## Given request
Reproduce each of the following entries verbatim, line for line.
+++
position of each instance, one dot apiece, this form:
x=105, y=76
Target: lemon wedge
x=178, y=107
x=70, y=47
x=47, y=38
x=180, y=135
+++
## Output below
position of each instance, one dot apiece, this form:
x=105, y=76
Target: lemon wedge
x=178, y=107
x=70, y=47
x=47, y=38
x=180, y=135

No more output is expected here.